(TEXT SECTION)

------------------------------

The representative of the Netherlands, associating herself with the European Union, said that the problem of unsustainable debt has further worsened due to the COVID-19 pandemic and the subsequence economic crisis, as well as the invasion of Ukraine and the resulting rise in food prices.  To achieve the Sustainable Development Goals, the world needs to combat the rising debt crisis.  Taxation is the most important source of finance for all countries, she said, stressing that working together with partners to increase domestic resources is essential for the long-term financing of public goods, such as health care and education.  Overseas development aid remains important for achieving the Goals, especially for the most vulnerable countries.  Noting that the limited budget for addressing the world’s challenges is now spread thinly, she called urgently for reduced fragmentation and better alignment.

The representative of Iran, associating himself with the Group of 77 and China, said it is undeniable that COVID-19 and unilateralism have substantially added to the financial difficulties and burdens of developing countries, which must now devote their scarce development resources to addressing the repercussions of the pandemic.  Meanwhile, some countries — including Iran — are also dealing with the grave consequence of illegal unilateral sanctions imposed by countries who claim to be the champions of human rights.  The embargo policies by some major players have cast doubt on the effectiveness of multilateral financing and trading systems, he said, urging the international community to ensure that the those systems, as well as financing for development, do not become hostages to illegal unilateral agendas.  Noting the right of every sovereign State to be part of an inclusive and non-discriminatory multilateral trading system, he pointed out that Iran has long been denied membership in the World Trade Organization (WTO), which itself is now a target of harsh unilateral behaviour.

The representative of Burkina Faso, associating himself with the African Group, Group of Least Developed Countries, Group of 77 and China and the Group of Landlocked Developing Countries, said that, over the last two decades his country has established several national development benchmarks focused on combating poverty and grounded in the international development agenda.  Its ambition for the coming years is to restore peace and security, strengthen resilience and structurally transform the economy to ensure strong, inclusive and lasting growth.  The security crisis in Burkina Faso has spread, causing significant loss of human life, as well as material damage.  That led to an increase in the number of internally displaced persons, which now constitute 8.2 per cent of the national population.  Meanwhile, the rising number of internally displaced persons has led to growing needs in food, shelter and survival equipment, education, health, nutrition, drinking water, hygiene, sanitation and protection.  Noting that the current international atmosphere is hindering his Government’s development initiatives, he called upon partners to support the fight against terrorism and help the country restore its territorial integrity.

------------------------------

(DATA EXTRACT)
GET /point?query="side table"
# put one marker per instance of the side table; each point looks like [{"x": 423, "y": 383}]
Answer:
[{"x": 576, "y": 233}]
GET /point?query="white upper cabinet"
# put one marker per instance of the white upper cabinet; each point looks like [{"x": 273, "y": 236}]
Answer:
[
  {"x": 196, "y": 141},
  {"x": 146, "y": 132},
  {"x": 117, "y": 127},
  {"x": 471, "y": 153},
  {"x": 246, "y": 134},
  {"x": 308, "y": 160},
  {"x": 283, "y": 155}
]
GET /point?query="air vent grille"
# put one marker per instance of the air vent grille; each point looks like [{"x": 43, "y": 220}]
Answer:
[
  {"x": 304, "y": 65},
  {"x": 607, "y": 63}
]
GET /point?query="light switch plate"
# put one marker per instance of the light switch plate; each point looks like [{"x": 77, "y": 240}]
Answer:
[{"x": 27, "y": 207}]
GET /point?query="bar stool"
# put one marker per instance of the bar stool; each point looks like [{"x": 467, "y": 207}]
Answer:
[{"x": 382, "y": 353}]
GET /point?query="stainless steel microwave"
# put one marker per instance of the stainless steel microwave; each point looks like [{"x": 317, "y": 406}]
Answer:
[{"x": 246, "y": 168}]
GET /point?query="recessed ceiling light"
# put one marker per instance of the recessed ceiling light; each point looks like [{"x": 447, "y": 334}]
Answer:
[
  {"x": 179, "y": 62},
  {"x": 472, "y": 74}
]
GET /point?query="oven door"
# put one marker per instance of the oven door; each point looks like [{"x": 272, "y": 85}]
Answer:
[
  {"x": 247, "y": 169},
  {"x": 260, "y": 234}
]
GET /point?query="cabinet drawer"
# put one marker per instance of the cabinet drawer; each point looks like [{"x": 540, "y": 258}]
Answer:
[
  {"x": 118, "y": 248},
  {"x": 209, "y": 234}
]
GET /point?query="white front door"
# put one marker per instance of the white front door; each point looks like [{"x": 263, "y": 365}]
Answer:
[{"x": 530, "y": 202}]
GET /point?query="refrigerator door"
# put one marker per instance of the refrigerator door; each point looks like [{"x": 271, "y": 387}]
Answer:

------------------------------

(WORK ORDER)
Carry on the meeting summary of country statements on debt and development financing, starting right after its last sentence. The listing has nothing to do with what comes next.

(EXERCISE RESULT)
The representative of Bangladesh said that recovery from the pandemic seems distant and poverty and hunger are on the rise, while the impacts of climate change continue to ravage communities.  Bangladesh tackled the pandemic by strengthening social protections and giving cash assistance to more than 40 million people, and a stimulus package was rolled out.  Yet, the challenges remain daunting.  The world will never win the fight against the pandemic unless universal vaccination can be achieved.  It is imperative to close the vaccine gap by providing adequate financing and resources.  The pandemic has put many countries in debt distress and only short-term respite has been given.  A comprehensive measure is needed to address this issue and private creditors should also be part of the solution, she said.

The representative of Viet Nam, associating himself with the Group of 77 and China, said it is high time for the international community to promote financing for development.  It is essential to implement policies that enhance infrastructure, as well as socioeconomic and cultural development, while fostering State administrative capacity and developing high-quality human resources and responses to climate change.  He added that it is critical to seize the potential of new technologies and innovation in digitalization, and to apply the results of the fourth industrial revolution to create new tools, such as artificial intelligence, blockchain, big data and virtual augmented reality.  He also joined other speakers in calling on developed countries to fulfil their ODA commitments, as well as their $100 billion commitment for climate finding.

The representative of South Africa, associating herself with the Group of 77 and China, said recovery from the COVID-19 crisis has so far been uneven; advanced economies have rebounded while many of the poorest countries are left behind.  Calling for a more inclusive model, she also said it is critical to acknowledge the existence of broader systemic problems in financing climate change and Sustainable Development Goals.  “Nothing short of an overhaul of the entire international financial architecture will suffice,” she stressed.  Meanwhile, the cost of finance for developing countries remains a major challenge, with developing countries paying approximately five times more annually in principal repayments and almost double in interest on an overall external debt.  Welcoming efforts by the Group of 20 and others in that regard, she urged even bolder efforts, including debt treatments on favourable terms and access to scaled-up levels of new, additional and predictable grants and concessional financing.  In addition, she called for measures to tackle illicit financial flows, which are hindering a resilient recovery.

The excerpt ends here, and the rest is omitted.